(EXCERPT begins)
But as sociobiology branched off into evolutionary psychology and behavioral ecology, researchers discovered some things about human beings that directly contradicted the specious, self-serving assumptions of the Social Darwinists. Scientists like Johnathan Haidt, Leda Cosmides, Marc D. Hauser, and many others have found that human beings appear to be hardwired for compassion, altruism, cooperation, and so on. Biology might indeed be destiny, but it's a provisional, sanguine kind of destiny that doesn't automatically lead to pessimistic or destructive views of humanity. Above all, a great deal of new science is demonstrating the degree to which we humans are tough, adaptable little monkeys, defined right down to our neurons by a capacity for continuous growth and evolution.

Whenever we read about some new study about parents and children, men and women, we should remember how searching and tenuous the science is, and refrain from sweeping generalizations that might contradict our deepest moral instincts. We can't ever know where our questions will lead, but we can't be afraid to ask them.

6 comments:

Anonymous said...

Interesting stuff. I would suggest that if testosterone is shown to reduce/limit empathetic behavior, perhaps we can find a way to reduce testosterone levels to encourage more of it (a trait I consider valuable and worth encouraging). What would be the downside?
(EXCERPT ends)
(SUPPLIED INFORMATION begins)
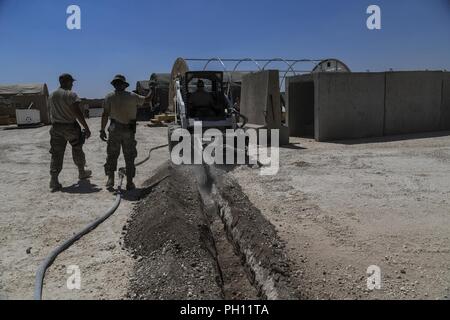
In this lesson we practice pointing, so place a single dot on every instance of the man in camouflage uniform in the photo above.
(65, 110)
(120, 107)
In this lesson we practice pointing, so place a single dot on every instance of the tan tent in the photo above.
(22, 95)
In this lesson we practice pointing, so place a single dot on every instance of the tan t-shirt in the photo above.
(61, 104)
(122, 106)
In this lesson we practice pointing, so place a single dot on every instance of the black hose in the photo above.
(40, 273)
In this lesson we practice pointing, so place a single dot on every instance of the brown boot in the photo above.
(84, 174)
(54, 184)
(110, 182)
(130, 184)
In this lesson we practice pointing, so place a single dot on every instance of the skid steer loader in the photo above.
(218, 113)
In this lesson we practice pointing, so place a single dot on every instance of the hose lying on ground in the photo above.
(40, 273)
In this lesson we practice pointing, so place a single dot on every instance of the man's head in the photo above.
(66, 81)
(120, 83)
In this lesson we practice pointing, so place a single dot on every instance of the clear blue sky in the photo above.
(138, 37)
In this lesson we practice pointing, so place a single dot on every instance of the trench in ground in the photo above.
(234, 275)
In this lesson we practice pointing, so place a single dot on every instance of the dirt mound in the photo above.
(171, 241)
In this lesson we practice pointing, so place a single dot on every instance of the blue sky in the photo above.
(137, 37)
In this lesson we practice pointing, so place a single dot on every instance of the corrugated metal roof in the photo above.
(23, 89)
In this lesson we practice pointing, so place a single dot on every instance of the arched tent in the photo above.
(23, 95)
(142, 87)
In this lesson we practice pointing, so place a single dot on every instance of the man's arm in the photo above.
(80, 117)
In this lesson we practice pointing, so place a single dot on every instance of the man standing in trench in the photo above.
(65, 110)
(120, 107)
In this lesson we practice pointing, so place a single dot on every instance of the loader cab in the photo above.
(207, 102)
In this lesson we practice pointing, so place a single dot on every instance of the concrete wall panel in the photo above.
(445, 107)
(349, 105)
(413, 102)
(260, 98)
(300, 105)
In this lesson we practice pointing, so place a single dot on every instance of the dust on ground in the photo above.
(180, 245)
(34, 221)
(342, 207)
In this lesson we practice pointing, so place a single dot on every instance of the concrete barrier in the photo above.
(348, 105)
(260, 98)
(445, 107)
(360, 105)
(300, 105)
(413, 102)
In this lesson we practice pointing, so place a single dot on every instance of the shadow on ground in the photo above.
(82, 187)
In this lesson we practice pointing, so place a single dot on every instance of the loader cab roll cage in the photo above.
(213, 81)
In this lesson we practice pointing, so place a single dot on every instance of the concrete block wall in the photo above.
(445, 107)
(348, 105)
(300, 93)
(260, 98)
(359, 105)
(413, 102)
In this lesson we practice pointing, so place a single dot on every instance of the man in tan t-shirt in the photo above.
(120, 107)
(64, 106)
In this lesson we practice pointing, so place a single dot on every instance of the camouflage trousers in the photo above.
(60, 134)
(121, 136)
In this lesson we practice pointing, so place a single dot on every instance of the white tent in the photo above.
(23, 95)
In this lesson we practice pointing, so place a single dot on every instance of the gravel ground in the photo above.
(170, 238)
(33, 219)
(342, 207)
(337, 207)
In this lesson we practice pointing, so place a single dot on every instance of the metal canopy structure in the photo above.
(230, 65)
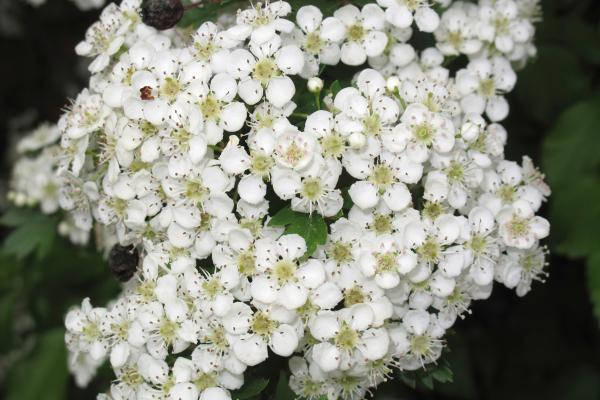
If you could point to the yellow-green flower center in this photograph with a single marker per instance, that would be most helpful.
(264, 70)
(347, 338)
(312, 189)
(430, 251)
(356, 33)
(333, 145)
(170, 89)
(263, 325)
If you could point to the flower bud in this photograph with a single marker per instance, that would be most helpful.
(162, 14)
(393, 83)
(315, 85)
(357, 140)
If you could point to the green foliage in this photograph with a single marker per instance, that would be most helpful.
(440, 373)
(251, 390)
(33, 232)
(311, 227)
(571, 160)
(43, 375)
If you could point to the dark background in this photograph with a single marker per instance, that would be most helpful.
(543, 346)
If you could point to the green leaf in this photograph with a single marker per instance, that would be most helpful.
(348, 203)
(43, 375)
(15, 217)
(34, 232)
(593, 281)
(575, 216)
(571, 148)
(311, 227)
(542, 100)
(283, 390)
(251, 389)
(439, 372)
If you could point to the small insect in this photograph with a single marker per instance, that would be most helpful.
(123, 262)
(146, 93)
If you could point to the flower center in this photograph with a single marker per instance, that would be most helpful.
(205, 381)
(131, 376)
(518, 226)
(455, 172)
(261, 164)
(356, 33)
(382, 177)
(421, 345)
(347, 338)
(313, 43)
(333, 145)
(487, 87)
(91, 332)
(212, 287)
(263, 325)
(168, 330)
(284, 272)
(385, 262)
(354, 295)
(211, 108)
(433, 209)
(253, 225)
(382, 224)
(204, 50)
(340, 252)
(430, 251)
(218, 338)
(170, 89)
(121, 330)
(264, 70)
(424, 133)
(246, 263)
(372, 125)
(312, 189)
(196, 191)
(507, 193)
(146, 290)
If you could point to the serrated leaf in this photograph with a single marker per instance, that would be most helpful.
(543, 101)
(43, 375)
(593, 282)
(283, 390)
(33, 233)
(251, 389)
(439, 372)
(311, 227)
(15, 217)
(571, 148)
(575, 222)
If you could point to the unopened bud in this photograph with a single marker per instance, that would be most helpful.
(162, 14)
(315, 85)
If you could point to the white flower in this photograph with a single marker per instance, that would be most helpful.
(519, 227)
(482, 85)
(401, 13)
(422, 131)
(319, 39)
(262, 22)
(364, 33)
(265, 70)
(457, 32)
(277, 261)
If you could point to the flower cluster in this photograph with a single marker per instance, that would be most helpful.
(184, 152)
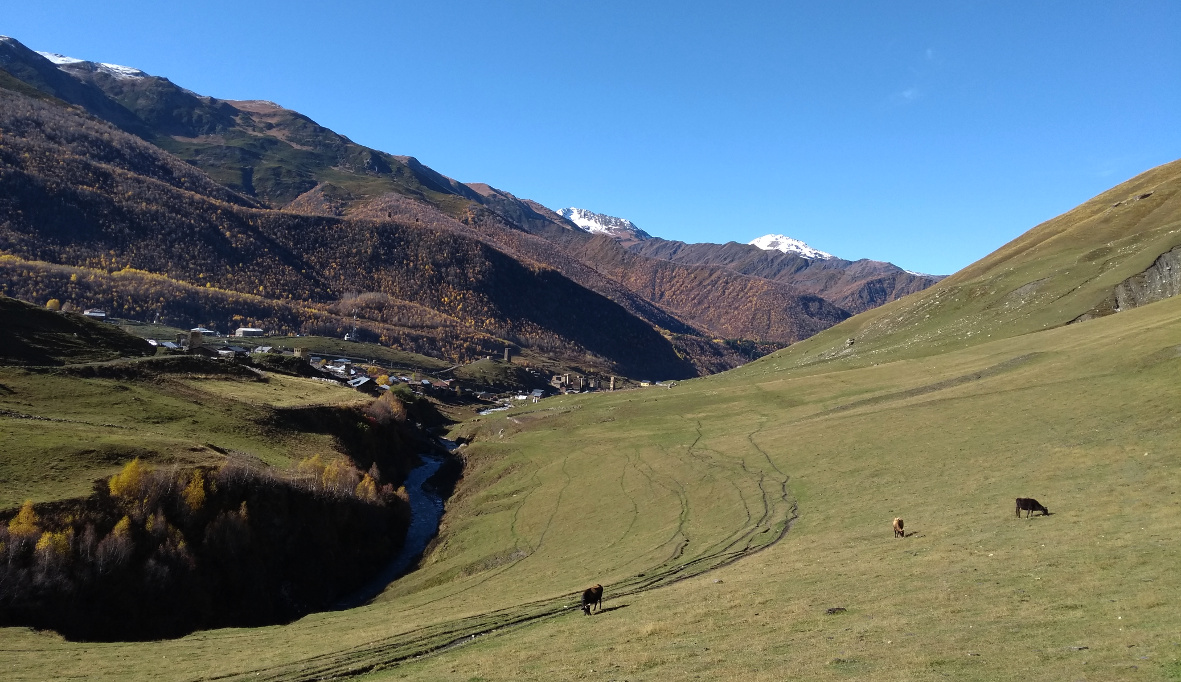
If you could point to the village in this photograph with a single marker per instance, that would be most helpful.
(462, 382)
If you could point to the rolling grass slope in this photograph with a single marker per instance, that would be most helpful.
(602, 488)
(691, 489)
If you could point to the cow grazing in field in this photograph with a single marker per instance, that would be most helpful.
(1029, 505)
(592, 596)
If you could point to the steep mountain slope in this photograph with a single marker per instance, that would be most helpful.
(856, 286)
(34, 336)
(1067, 270)
(254, 148)
(268, 156)
(723, 303)
(77, 193)
(744, 531)
(618, 228)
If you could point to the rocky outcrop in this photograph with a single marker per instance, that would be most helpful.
(1161, 280)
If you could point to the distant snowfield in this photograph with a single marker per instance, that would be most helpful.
(600, 223)
(789, 245)
(115, 70)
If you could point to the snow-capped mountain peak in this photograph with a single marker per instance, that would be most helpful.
(788, 245)
(115, 70)
(600, 223)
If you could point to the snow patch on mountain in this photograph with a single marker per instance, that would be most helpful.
(600, 223)
(115, 70)
(788, 245)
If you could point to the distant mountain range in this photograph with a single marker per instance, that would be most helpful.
(216, 212)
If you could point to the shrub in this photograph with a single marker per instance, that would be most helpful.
(195, 492)
(366, 489)
(25, 521)
(56, 544)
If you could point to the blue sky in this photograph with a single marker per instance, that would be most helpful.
(921, 132)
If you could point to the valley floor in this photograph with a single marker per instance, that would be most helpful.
(639, 488)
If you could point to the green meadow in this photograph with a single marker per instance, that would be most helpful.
(698, 481)
(741, 524)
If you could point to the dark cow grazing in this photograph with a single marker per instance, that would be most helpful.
(592, 596)
(1029, 505)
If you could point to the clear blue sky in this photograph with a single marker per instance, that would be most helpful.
(921, 132)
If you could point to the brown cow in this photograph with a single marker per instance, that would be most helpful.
(592, 596)
(1029, 505)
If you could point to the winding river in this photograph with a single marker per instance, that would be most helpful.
(425, 511)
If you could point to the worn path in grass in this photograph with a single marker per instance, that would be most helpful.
(1082, 417)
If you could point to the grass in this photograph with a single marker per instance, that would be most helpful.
(601, 488)
(330, 348)
(280, 391)
(689, 489)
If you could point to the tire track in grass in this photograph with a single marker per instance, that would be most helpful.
(635, 508)
(389, 651)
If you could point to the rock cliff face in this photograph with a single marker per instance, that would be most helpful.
(1161, 280)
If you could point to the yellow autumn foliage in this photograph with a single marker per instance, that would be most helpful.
(195, 492)
(57, 544)
(366, 489)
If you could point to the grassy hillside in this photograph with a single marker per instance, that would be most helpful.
(691, 489)
(34, 336)
(608, 487)
(1049, 277)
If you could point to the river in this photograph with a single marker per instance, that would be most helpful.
(425, 511)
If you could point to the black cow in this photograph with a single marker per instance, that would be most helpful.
(592, 596)
(1029, 505)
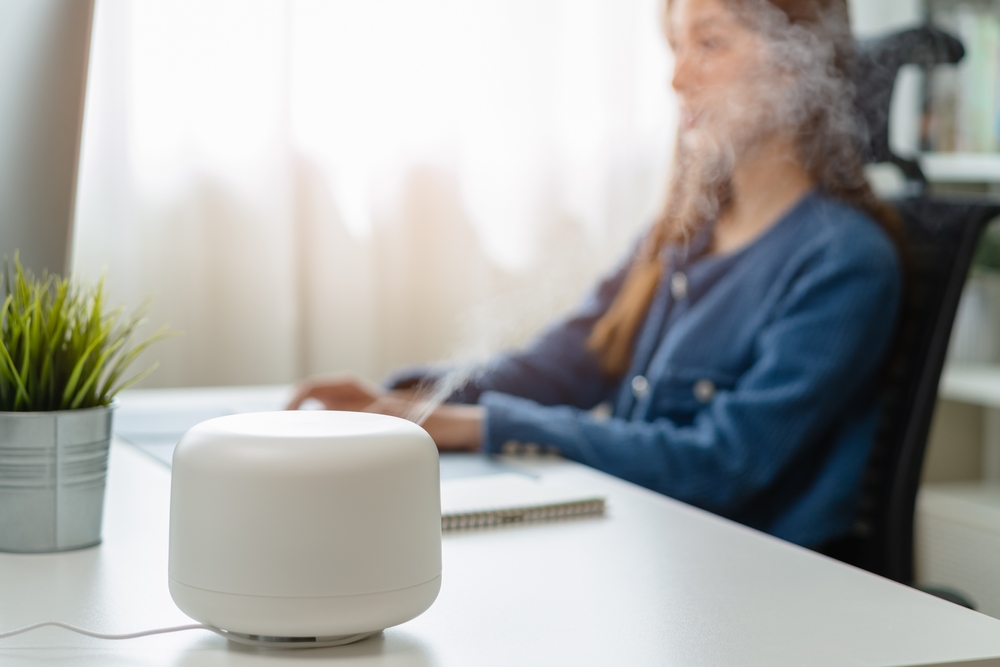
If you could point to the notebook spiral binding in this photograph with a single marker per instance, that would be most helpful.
(493, 518)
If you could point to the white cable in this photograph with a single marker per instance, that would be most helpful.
(99, 635)
(251, 640)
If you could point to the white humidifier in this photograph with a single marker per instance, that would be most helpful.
(305, 528)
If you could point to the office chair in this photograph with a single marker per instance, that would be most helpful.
(942, 235)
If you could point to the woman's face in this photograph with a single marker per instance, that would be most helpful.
(725, 81)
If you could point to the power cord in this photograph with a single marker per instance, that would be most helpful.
(250, 640)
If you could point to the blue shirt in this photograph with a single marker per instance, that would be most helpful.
(753, 386)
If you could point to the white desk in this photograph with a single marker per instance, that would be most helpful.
(654, 583)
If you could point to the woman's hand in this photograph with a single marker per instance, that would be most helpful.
(339, 392)
(453, 427)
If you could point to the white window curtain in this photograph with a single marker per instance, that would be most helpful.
(309, 186)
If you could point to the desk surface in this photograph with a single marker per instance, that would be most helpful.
(654, 583)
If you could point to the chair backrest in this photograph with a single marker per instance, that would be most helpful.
(942, 240)
(942, 237)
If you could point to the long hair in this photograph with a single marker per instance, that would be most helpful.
(811, 39)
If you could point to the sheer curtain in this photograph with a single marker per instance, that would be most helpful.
(307, 186)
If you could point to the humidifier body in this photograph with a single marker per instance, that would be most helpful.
(305, 524)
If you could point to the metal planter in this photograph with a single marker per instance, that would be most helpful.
(53, 467)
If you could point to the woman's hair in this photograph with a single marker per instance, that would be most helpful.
(812, 40)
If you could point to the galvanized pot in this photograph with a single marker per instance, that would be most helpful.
(53, 466)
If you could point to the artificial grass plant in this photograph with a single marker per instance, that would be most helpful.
(59, 348)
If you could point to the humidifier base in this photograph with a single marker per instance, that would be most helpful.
(264, 641)
(332, 617)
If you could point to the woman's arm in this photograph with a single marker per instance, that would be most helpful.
(556, 369)
(823, 349)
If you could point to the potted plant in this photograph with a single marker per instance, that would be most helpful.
(63, 357)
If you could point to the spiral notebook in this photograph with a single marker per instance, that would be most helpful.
(497, 500)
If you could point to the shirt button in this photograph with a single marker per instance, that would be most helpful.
(640, 387)
(511, 447)
(678, 285)
(704, 390)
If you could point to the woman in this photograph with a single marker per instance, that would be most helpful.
(741, 344)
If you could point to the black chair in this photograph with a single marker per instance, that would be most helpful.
(942, 235)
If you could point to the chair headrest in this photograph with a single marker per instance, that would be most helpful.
(878, 64)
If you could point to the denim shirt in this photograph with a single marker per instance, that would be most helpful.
(753, 386)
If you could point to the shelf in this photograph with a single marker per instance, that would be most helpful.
(957, 539)
(978, 384)
(961, 167)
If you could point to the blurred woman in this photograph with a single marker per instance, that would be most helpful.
(740, 344)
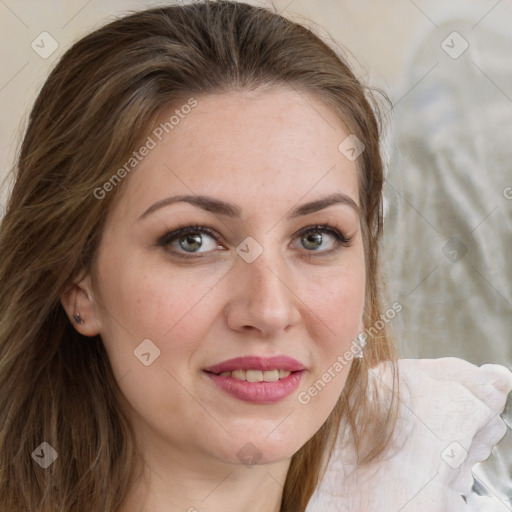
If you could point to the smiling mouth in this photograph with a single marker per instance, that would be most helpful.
(257, 375)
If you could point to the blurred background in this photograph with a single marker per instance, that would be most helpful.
(447, 67)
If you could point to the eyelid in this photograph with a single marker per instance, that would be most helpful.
(181, 230)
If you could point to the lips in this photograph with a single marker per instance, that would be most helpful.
(256, 379)
(257, 363)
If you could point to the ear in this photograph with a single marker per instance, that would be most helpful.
(79, 299)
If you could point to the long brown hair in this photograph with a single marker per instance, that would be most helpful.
(96, 106)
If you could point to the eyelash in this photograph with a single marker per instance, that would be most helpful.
(340, 239)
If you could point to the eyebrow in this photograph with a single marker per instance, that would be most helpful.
(218, 207)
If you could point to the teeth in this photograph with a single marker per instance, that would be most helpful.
(253, 375)
(257, 375)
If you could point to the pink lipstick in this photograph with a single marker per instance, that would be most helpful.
(255, 379)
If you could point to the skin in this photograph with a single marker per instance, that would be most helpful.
(266, 152)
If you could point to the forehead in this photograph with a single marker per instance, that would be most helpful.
(246, 147)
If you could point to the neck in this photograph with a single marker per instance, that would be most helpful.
(205, 486)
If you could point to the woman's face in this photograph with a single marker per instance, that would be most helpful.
(265, 277)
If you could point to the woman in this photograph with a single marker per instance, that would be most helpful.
(190, 316)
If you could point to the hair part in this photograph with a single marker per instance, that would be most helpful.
(97, 105)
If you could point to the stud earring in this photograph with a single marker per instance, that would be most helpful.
(361, 343)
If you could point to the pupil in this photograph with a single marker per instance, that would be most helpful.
(194, 242)
(313, 240)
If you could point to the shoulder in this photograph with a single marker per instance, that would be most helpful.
(449, 420)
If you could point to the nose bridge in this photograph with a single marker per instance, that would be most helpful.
(263, 299)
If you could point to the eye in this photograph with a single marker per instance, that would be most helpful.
(191, 240)
(322, 238)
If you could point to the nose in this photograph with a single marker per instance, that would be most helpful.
(264, 298)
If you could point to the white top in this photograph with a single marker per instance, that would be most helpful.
(449, 420)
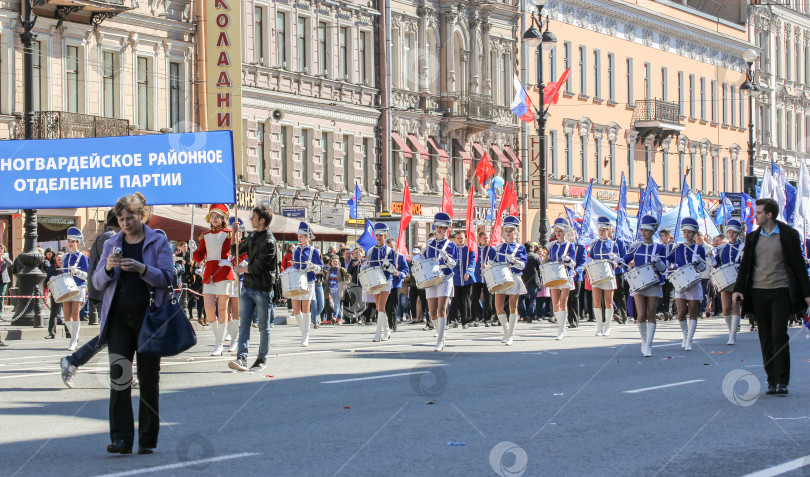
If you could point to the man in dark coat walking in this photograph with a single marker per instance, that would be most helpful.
(773, 284)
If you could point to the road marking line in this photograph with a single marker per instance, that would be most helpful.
(782, 468)
(636, 391)
(181, 464)
(374, 377)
(SUPPLIED INFORMATION ends)
§ TASK STATEMENT: Take the piece on biology, compassion and human nature further, starting right after its last sentence.

§ FINAL ANSWER:
Indeed, science gave me my glasses, and although there's certainly nothing morally wrong with being far sighted, I certainly appreciate the intervention.

Jeremy Adam Smith said...

"perhaps we can find a way to reduce testosterone levels to encourage more of it."

It's interesting to note that T levels are continuously rising and falling due to enviornmental factors. For example, T levels fall in men and women immediately after they have children; T levels also fall in athletes if they lose a game; and so on. I think we sort of understand this intuitively. So while it might sound insanely invasive and authoritarian to talk about reducing T levels in the service of a gentler world, it's not so terrible to think of it in terms of creating interventions and enviornments for boys (and girls) that encourage them to develop their inherent capacities for empathy and compassion. In fact, you could argue that it is far more insanely invasive and authoritarian to force boys into sports or military situations that raise T levels -- there are few things more artificial and potentially damanging.

Anonymous said...

Amen to that, jeremy. Indeed, we know how incredibly extreme military recruitment, training and indoctrication have to be to effectivelydismantle the entirely human impulse to not want to harm others.

Anonymous said...

A very interesting and thought-provoking post. Thanks.

Stephen de las Heras said...

It can be scary to think that human behavior can be reduced to competing hormonal impulses.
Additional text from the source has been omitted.